## Tasks to complete:
- 1) Could you copy out part of the machine learning essay below, starting at the words "Electric Sheep: Fair" and ending after "yet well defined."?
- 2) How would the machine learning and fair use essay below go on after its final sentence? Write the next part.

## Passage to read:
━━━━━━━━━━━━━━━━━━━━━━━━━━━━━━

Commonly cited reasons for machine learning’s booming popularity are its disciplinary maturity, the abundance of data and advances in computational power. Machine learning as a field that unites statistics and computer science has a long history, but in the last few years there have been several break throughs in technical knowledge, especially in the field neural networks (NSTC 2016, 9-10). With improvements to both hardware and software, computers have become thousands of times faster than they were in the 1980s (Ford 2016, 71). Alongside advances in research, the magnitude of available data has increased (Ford 2015, 89). This story might make it seem as though the rise of machine learning was natural or even inevitable. What it neglects to mention are the economic motivations behind machine learning.

Machine Learning promises to impact the economy pervasively and productively. Machine intelligence already appears in several sectors such as transportation, finance, healthcare, education, agriculture, gaming, and energy (Zilis & Cham, 2016). One of the first uses of machine learning was to automate check processing (Nielsen 2015). Kroger has fully automated its warehousing except for the unloading and loading of trucks (Ford 2015, 17). Facebook uses a smart agent called Cyborg to monitor tens of thousands of servers for errors and solves them (106). Smart traffic systems can reduce “wait times, energy use, and emissions by as much as 25 percent…” (NSTC 2016). Unlike traditional software, machine learning will leave a unique mark on businesses because it can be used to automate more jobs associated with the service and information sectors.

Despite the hype, there is still a lot of uncertainty about how machine learning will affect the economy. Concerns about labor, security and the distribution of wealth are forefront (see NSTC 2016 & Ford 2015). Intellectual property offers a crucial lens to investigate the nuanced ways in which machine learning will affect the information economy. Creative uses of machine learning in art and design bring up unanswered questions about the relationship between machine learning and attempts to control information as a private, excludable good.

Electric Sheep: Fair Use in the Age of Automated Creativity

As more artists are turning to machine learning to create new forms of expression, artists, design firms, lawyers and intellectual property holders are starting to wonder if machine-generated works can be litigated under existing copyright laws. This uncertainty is typified by a user on the platform Quora who asks: “Would it be considered as a copyright infringement if a machine learning algorithm were trained on streamed frames from YouTube videos in an “unsupervised learning” fashion? (Quora 2016). The novice answers are anything but conclusive, ranging from “probably not” to a lukewarm “I think it won’t be, however…” Unfortunately, expert responses are not any clearer. Partly, because this territory is very new, and what counts as legal precedent is not yet well defined.

Earlier this year, the AI artist Samim Winiger developed a bot that can narrate image descriptions in the lyrical style of Taylor Swift (Hernandez 2015a). As an example of one of many bots that attempt to produce text in the style of an author using recurrent neural networks, this work prompts the question of whether output generated by machine learning algorithms is protected under existing fair use laws. The Stanford library blog on fair use explains that most cases of fair use fall between two categories: “(1) commentary and criticism, or (2) parody” (Stim 2010). Examples such as Winiger’s “Swift Bot” do not fit neatly into these usual categories. Arguably however, Winiger’s use of machine learning algorithms constitutes what fair use law calls “a transformative use” of Swift’s lyrics because, while his process uses intellectual property as an input, the output is something new or significantly different from the original (U.S. Copyright Office 2016a). This interpretation hinges on understanding machine learning algorithms as simply an extension of a human’s creative process, and therefore clearly already covered by existing fair use doctrine (Hernandez 2015b). What this perspective misses, is that if machine learning algorithms can truly capture the “style” of an author, musician, or other creative artist, as Winiger believes, style may become commodifiable or licensable (Winiger 2016).

━━━━━━━━━━━━━━━━━━━━━━━━━━━━━━

## Raw data:
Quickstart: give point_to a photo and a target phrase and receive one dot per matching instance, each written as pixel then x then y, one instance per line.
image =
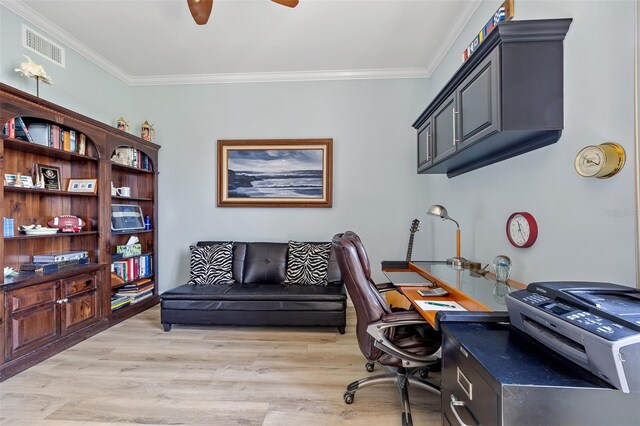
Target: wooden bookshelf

━━━━━━━━━━━━━━━━━━━━━━━━━━━━━━

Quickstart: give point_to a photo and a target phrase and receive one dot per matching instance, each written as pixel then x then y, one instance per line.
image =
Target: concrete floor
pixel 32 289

━━━━━━━━━━━━━━━━━━━━━━━━━━━━━━

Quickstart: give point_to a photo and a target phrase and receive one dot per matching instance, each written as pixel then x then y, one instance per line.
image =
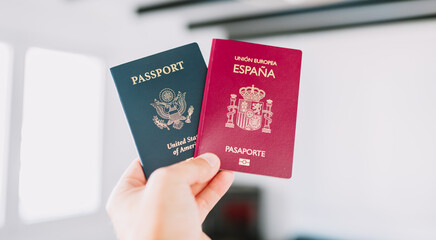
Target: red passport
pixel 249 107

━━━━━━━━━━━━━━━━━━━━━━━━━━━━━━

## Written responses:
- 1)
Electric Sheep: Fair Use in the Age of Automated Creativity

As more artists are turning to machine learning to create new forms of expression, artists, design firms, lawyers and intellectual property holders are starting to wonder if machine-generated works can be litigated under existing copyright laws. This uncertainty is typified by a user on the platform Quora who asks: “Would it be considered as a copyright infringement if a machine learning algorithm were trained on streamed frames from YouTube videos in an “unsupervised learning” fashion? (Quora 2016). The novice answers are anything but conclusive, ranging from “probably not” to a lukewarm “I think it won’t be, however…” Unfortunately, expert responses are not any clearer. Partly, because this territory is very new, and what counts as legal precedent is not yet well defined.

- 2)
In another example, the artist and machine learning researcher Terence Broad uploaded a neural-network generated version of Blade Runner—the film adaptation of the novel Do Androids Dream of Electric Sheep? by sci-fi author Philip K. Dick (Broad 2016). Like the previous example, Broad uses copyright protected property as an input, and outputs something different. But is the output transformative enough to constitute fair use?

Broad’s algorithmic adaptation mirrors Blade Runner frame by frame, using a machine learning technique called “auto-encoding” that attempts to embed a process for duplicating images within the neural network itself. The Holy Grail of auto-encoders can produce a perfect copy of the input with the caveat that the input must pass through a mediating layer with the smallest possible number of artificial neurons. Some researchers joke that auto-encoding is the most expensive ‘times one’ because, when it is effective, it superficially seems as if it has not effected any changes. In the machine learning community auto-encoding is not seen as simple copying though; it is understood as reducing an image to a minimal representation or a set of variables for further manipulations (see Kogan 2016). The process has real applications in generating new images and in CSI style digital zoom (see Neural Enhance 2016).

From the perspective of someone unaware of auto-encoding (or from a corporation’s content fingerprinting algorithm), an output generated by an auto-encoder may not be distinguishable from the original. Unsurprisingly, Broad’s project was issued a DMCA take down notice by Warner-Bros (Romano 2016). While the take down notice was later reversed, the scenario triggered reflection on what constitutes fair use when producing and reproducing images with machine learning algorithms. In Broad’s case, the output resembled a poorly compressed version of the original and could not be reasonably used as a substitute for the actual Blade Runner film. In principle however, an auto-encoding algorithm could be used to create a near duplicate rendering of the original. Such use signals an uncharted grey-area in existing fair use policy (Broad 2016).

This case triggers an underlying ontological question for information researchers and information policy makers regarding what constitutes the “property” that is protected by intellectual property law? Can digital information be defined entirely by the bytes the compose digital files, or does a digital work also include, to some extent, the process that produced it or the intent of the producer? These questions are deeply tied with the now age-old question of whether digital information has the properties of a private or public good. Because information can be both consumed without depleting it and without barring others access to it, information does not have the properties that we normally associate with private goods. Nevertheless, instead of answering these questions, intellectual property law and dominant online protocols manage to transform information into a private good, regardless of what its nature might be.

Copyright Policy and Copyright Protocol

The same genres of algorithms artists use to create the artwork that falls within the edge cases of copyright law are now being used to police copyright infringement. Algorithmic procedures undergird the mechanisms by which copyright holders restrict the supply of their intellectual property on the internet, thereby imposing rivalry and excludability on goods that are otherwise inexhaustible in use. In attempts to combat the piracy of digital property—such digital audio and video—law makers passed the Digital Millennium Copyright Act (DMCA) in 1996.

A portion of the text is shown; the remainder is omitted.